## What the task requires
Here are some records. Copy each one exactly.

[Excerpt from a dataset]
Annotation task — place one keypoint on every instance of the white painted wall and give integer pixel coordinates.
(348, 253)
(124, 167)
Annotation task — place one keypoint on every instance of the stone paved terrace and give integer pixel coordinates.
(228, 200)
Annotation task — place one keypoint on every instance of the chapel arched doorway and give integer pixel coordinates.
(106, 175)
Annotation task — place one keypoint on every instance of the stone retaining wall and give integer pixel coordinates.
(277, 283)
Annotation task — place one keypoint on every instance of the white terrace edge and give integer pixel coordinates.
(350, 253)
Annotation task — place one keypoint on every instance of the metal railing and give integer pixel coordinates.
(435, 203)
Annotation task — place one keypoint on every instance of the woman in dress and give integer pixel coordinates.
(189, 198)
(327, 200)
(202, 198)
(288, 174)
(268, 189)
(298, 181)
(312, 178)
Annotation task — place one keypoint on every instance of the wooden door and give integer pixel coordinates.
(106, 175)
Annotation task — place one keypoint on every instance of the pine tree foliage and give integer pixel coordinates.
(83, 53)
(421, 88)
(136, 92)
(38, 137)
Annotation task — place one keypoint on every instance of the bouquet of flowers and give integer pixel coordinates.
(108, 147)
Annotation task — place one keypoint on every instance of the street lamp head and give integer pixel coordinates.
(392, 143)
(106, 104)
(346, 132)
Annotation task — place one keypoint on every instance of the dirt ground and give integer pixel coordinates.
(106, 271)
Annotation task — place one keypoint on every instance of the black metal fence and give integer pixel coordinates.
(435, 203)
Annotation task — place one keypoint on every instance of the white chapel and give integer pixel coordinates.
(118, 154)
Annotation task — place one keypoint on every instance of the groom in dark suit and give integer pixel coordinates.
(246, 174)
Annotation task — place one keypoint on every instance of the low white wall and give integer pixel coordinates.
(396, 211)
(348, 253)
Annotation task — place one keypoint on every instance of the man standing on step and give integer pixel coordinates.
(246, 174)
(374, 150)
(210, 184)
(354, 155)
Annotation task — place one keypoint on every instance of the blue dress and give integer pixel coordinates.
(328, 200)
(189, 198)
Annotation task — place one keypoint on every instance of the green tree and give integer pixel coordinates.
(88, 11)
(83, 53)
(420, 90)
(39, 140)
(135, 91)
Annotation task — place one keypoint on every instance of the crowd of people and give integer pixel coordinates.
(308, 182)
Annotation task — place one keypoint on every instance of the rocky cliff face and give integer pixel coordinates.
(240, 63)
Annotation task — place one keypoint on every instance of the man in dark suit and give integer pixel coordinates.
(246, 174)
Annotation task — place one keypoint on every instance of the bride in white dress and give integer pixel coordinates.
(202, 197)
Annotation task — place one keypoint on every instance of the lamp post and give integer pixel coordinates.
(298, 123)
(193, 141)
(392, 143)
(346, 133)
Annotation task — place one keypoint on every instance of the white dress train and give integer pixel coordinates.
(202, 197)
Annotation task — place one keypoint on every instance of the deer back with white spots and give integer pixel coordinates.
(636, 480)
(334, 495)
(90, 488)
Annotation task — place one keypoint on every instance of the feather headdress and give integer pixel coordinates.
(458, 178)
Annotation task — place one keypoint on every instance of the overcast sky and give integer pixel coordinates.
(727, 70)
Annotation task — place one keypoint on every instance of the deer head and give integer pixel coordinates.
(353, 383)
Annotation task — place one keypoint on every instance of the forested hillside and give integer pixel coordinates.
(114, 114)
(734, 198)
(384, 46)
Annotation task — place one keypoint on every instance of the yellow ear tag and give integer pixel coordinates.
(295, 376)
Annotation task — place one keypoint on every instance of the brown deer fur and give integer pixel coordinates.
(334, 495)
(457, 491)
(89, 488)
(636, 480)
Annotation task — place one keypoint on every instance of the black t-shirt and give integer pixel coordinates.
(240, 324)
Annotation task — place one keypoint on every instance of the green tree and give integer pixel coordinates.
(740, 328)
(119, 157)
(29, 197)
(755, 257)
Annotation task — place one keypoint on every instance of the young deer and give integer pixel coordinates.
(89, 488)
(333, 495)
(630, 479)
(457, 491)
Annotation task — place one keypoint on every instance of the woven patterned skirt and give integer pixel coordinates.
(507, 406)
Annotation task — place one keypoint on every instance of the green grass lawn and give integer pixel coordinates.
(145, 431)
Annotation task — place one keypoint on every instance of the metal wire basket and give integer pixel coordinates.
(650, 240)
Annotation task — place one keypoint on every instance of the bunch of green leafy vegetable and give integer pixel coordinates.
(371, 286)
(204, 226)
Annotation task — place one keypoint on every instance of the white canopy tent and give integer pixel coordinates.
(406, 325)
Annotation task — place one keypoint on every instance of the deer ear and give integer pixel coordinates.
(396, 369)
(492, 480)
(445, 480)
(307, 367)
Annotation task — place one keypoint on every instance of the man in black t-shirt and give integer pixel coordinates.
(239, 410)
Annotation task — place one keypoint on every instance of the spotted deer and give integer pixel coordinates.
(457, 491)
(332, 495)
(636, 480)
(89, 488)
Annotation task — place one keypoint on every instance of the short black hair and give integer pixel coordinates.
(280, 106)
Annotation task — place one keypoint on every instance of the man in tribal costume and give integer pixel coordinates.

## Solution below
Annotation task — place one keypoint on every instance of the white painted wall and give integer pixel coordinates.
(348, 253)
(124, 167)
Annotation task — place one keypoint on every instance of the stone paved terrace and give integer pixel coordinates.
(228, 200)
Annotation task — place one keypoint on every instance of the chapel arched doorway and give integer pixel coordinates.
(106, 175)
Annotation task — place one keypoint on every instance of the stone retaining wall and give integer pixel coordinates.
(277, 283)
Annotation task — place one keypoint on every instance of the white terrace edge and give integer pixel coordinates.
(350, 253)
Annotation task — place one keypoint on every instance of the metal railing and give integer pixel coordinates.
(435, 203)
Annotation task — place one keypoint on every instance of the woman in dress and give integer pixel coordinates.
(189, 198)
(327, 200)
(202, 198)
(288, 174)
(268, 189)
(298, 181)
(312, 178)
Annotation task — place one keypoint on every instance of the wooden door and give integer pixel coordinates.
(106, 175)
Annotation task — place one keypoint on every instance of the pine tree foliage and give integer pixel coordinates.
(83, 53)
(421, 88)
(136, 92)
(38, 137)
Annotation task — place one keypoint on every instance of the bouquet of flowers and give integer pixel coordinates.
(108, 147)
Annotation task — place one keypoint on every instance of the street lamp head and give integer pixel coordinates.
(392, 143)
(106, 104)
(346, 132)
Annotation task — place one keypoint on every instance of the dirt ground and give integer pixel coordinates.
(106, 271)
Annotation task — place one keypoint on every instance of the black metal fence and give integer pixel coordinates.
(435, 203)
Annotation task — place one keypoint on every instance of the white chapel and give integer pixel coordinates.
(118, 154)
Annotation task — place one keypoint on every instance of the groom in dark suit and give integer pixel coordinates.
(246, 174)
Annotation task — place one keypoint on every instance of the low white wall and give integer pixel coordinates.
(396, 211)
(348, 253)
Annotation task — place one keypoint on every instance of the man standing on step and give integer pixel coordinates.
(246, 174)
(374, 150)
(210, 184)
(354, 155)
Annotation task — place one keypoint on every instance of the blue dress and give integer pixel coordinates.
(328, 200)
(189, 198)
Annotation task — place one keypoint on every instance of the green tree and give integer pixel coordinates.
(88, 11)
(83, 53)
(420, 90)
(39, 140)
(135, 91)
Annotation task — place one keypoint on every instance of the crowd of people and give integer pixel coordinates.
(308, 182)
Annotation task — place one keypoint on every instance of the rocky cliff face and give integer pixel coordinates.
(240, 63)
Annotation task — place one keypoint on every instance of the man in dark suit and give integer pixel coordinates.
(246, 174)
Annotation task — place one keypoint on every instance of the bride in white dress and give integer pixel coordinates.
(202, 197)
Annotation task — place one keypoint on every instance of the lamp post and give integer pixel coordinates.
(298, 123)
(193, 141)
(392, 143)
(346, 133)
Annotation task — place one keypoint on every instance of the white dress train and give integer pixel coordinates.
(202, 197)
Annotation task — place one keypoint on every instance of the deer back with white spots and give integer pixel coordinates.
(636, 480)
(334, 495)
(90, 488)
Annotation task — place one keypoint on every instance of the feather headdress and give integer pixel coordinates.
(458, 178)
Annotation task — place one keypoint on every instance of the overcast sky and give integer pixel coordinates.
(727, 70)
Annotation task — place one keypoint on every instance of the deer head and give integer pixel coordinates.
(353, 383)
Annotation task — place one keypoint on every instance of the forested hillside and give integer pixel coordinates.
(114, 114)
(734, 198)
(384, 46)
Annotation task — place one keypoint on every instance of the yellow ear tag and give integer pixel coordinates.
(295, 376)
Annotation task — place one keypoint on every instance of the brown deer fur and give integer pixel coordinates.
(334, 495)
(457, 491)
(89, 488)
(636, 480)
Annotation task — place one keypoint on every instance of the black t-shirt and give integer pixel coordinates.
(240, 324)
Annotation task — place one keypoint on every instance of the green tree and give integer pixel coordinates.
(740, 328)
(119, 157)
(29, 197)
(755, 257)
Annotation task — place one keypoint on every instance of the young deer and give integer pixel coordinates.
(89, 488)
(333, 495)
(630, 479)
(457, 491)
Annotation task — place one keypoint on every instance of the woven patterned skirt and give integer pixel coordinates.
(507, 406)
Annotation task — place one keypoint on every instance of the green grass lawn and give integer pixel coordinates.
(145, 431)
Annotation task — place one keypoint on every instance of the metal wire basket and give integer pixel coordinates.
(650, 240)
Annotation task — place one keypoint on every instance of the bunch of green leafy vegetable and give integer pixel coordinates.
(371, 286)
(204, 226)
Annotation task — place one keypoint on every instance of the white canopy tent and give integer pixel coordinates.
(406, 325)
Annotation task — place one keypoint on every instance of the deer ear and give integer pixel coordinates.
(396, 369)
(492, 480)
(445, 480)
(307, 367)
Annotation task — place one keypoint on every instance of the man in black t-shirt and give integer pixel coordinates.
(239, 410)
Annotation task — place one keypoint on every instance of the spotted deer and give integer pixel coordinates.
(457, 491)
(332, 495)
(636, 480)
(89, 488)
Annotation task — place one keypoint on every instance of the short black hair and give integer pixel coordinates.
(280, 106)
Annotation task — place one keypoint on every instance of the man in tribal costume and give integer pixel coordinates.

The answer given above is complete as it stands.